> [Texte présenté]
>>
La nouvelle Miss France aura donc eu, elle aussi, son lot d’injures racistes. L’élection de la Franco-Béninoise Flora Coquerel a déchaîné des passions haineuses sur les réseaux sociaux, apportant une note supplémentaire au climat actuel en France, où les uns et les autres, médias en tête, s’interrogent sur une sorte de libération de la parole raciste dans l’Hexagone.
Dans une étude fouillée, le site du quotidien Le Monde s’interroge par exemple sur ce qu’il appelle «Les nouveaux habits du racisme». Dans ce long article, il est décrypté la résurgence insidieuse d’images et de postures qui remontent au début du XXe siècle... Les fameux «Y’a Bon Banania», «sauvages», «singes» et autres. Le Monde ajoute que, même si ceux qui font revivre ces affreux clichés sont encore rares, le racisme n’a pas disparu pour autant. La différence étant qu’il se manifeste autrement et «se dit» avec d’autres mots.
«Ce néoracisme manie désormais le vocabulaire des modes de vie et des valeurs: il classe, répertorie et étiquette les populations en leur attribuant, à tort ou à raison, certains traits culturels qu’il juge immuables», écrit Le Monde pour évoquer ces formes contemporaines de racisme
Sauf que, cela fait une bonne dizaine d’années que l’on parle, en France, de ces «nouveaux habits du racisme». Les contributions des spécialistes interrogés par le site sont de très haute portée et illustrent bien les ressorts de ce néoracisme. L’un d’eux, Patrick Simon, chercheur à l’INED (Institut national d’études démographiques), explique au Monde que ce phénomène a commencé à se développer dans les années 80, avec le slogan du Front national de l’époque, «la France aux Français».
<<
> [Consigne 1]
Réécrivez le texte sur le racisme en France de « La nouvelle Miss » à « raciste dans l’Hexagone. », en remplaçant « réseaux sociaux » par « plateformes en ligne ».
> [Consigne 2]
Écrivez la suite de l’article sur le néoracisme en France après sa dernière phrase.
Les lignes qui suivent proviennent d’une autre source.

Enregistrements contenus dans un jeu de données:
>>
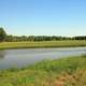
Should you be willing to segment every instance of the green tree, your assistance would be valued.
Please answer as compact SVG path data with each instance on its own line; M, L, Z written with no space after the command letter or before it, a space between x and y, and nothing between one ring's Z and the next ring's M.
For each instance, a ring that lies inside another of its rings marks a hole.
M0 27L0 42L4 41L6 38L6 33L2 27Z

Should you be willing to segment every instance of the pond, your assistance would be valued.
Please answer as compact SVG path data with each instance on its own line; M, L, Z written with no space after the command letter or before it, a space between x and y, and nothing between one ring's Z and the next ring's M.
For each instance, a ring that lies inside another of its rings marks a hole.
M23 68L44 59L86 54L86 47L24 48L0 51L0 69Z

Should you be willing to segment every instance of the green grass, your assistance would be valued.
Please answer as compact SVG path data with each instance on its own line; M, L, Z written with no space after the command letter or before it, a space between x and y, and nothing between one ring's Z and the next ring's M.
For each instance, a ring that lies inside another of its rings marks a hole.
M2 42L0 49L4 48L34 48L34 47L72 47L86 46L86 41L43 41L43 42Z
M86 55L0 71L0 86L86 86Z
<<
>>
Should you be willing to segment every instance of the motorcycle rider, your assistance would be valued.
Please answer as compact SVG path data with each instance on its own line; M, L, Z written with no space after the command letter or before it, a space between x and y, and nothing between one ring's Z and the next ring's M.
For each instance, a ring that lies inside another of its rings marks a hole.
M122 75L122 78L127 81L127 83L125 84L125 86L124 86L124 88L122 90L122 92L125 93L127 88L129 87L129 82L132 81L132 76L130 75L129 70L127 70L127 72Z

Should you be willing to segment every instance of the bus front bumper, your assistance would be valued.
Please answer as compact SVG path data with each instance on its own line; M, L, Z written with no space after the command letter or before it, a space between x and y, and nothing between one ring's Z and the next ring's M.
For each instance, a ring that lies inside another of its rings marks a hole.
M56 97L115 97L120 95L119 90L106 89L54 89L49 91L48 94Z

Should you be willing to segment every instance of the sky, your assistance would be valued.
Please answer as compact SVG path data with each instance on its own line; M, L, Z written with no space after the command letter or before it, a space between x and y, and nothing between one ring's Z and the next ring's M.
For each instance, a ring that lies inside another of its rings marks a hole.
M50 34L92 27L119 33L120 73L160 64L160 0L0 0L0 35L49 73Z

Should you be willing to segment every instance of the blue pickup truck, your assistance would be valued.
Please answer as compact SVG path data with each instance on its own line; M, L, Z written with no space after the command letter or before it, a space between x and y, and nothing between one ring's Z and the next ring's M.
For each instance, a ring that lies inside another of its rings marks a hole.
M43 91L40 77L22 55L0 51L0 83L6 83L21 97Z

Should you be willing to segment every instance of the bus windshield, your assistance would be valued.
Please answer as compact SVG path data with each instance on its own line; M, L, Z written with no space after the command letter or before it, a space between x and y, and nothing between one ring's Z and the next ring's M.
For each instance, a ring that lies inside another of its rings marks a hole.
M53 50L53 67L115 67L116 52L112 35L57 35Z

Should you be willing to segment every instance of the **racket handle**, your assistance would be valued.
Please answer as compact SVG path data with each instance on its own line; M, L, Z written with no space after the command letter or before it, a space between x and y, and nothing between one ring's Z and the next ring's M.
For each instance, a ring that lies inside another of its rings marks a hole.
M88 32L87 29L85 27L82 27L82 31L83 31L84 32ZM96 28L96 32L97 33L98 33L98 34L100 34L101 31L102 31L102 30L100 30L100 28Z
<<
> [Réponse rédigée 1]
La nouvelle Miss France aura donc eu, elle aussi, son lot d’injures racistes. L’élection de la Franco-Béninoise Flora Coquerel a déchaîné des passions haineuses sur les plateformes en ligne, apportant une note supplémentaire au climat actuel en France, où les uns et les autres, médias en tête, s’interrogent sur une sorte de libération de la parole raciste dans l’Hexagone.

> [Réponse rédigée 2]
Dans cette optique, d’où vient donc l’idée de parler de néoracisme en France en cette fin 2013? Le mieux ne serait-il pas de dire tout bonnement que le racisme n’a jamais disparu en France et que de vrais lobbies racistes existent et adaptent leur discours et leurs méthodes au contexte?
En 2004 déjà, c’est-à-dire, il y a une dizaine d’années, le journaliste Alain Gresh parlait déjà des «nouveaux habits du racisme» dans les colonnes du Monde diplomatique. Un après, en 2005, L’Humanité présentait une étude qui montrait comment les thèmes de l’extrême-droite française étaient repris par les partis dit traditionnels. L’argumentation de l’article intitulé «Les habits neufs du discours raciste» comportait déjà les mêmes éléments que celui du Monde.
Bref, tout le long de la décennie qui vient de s’écouler, les uns et les autres n’ont eu de cesse de parler d’une nouvelle forme de racisme en France, en employant la même argumentation, les mêmes mots, les mêmes titres. Admettons, par exemple, que les discriminations liées à l’origine ou à la couleur de peau fussent nouvelles dans les années 2000. Si elles persistent —et on est d’accord qu’elles persistent, vu l’ambiance actuelle—, on ne peut donc plus parler d’une quelconque nouveauté.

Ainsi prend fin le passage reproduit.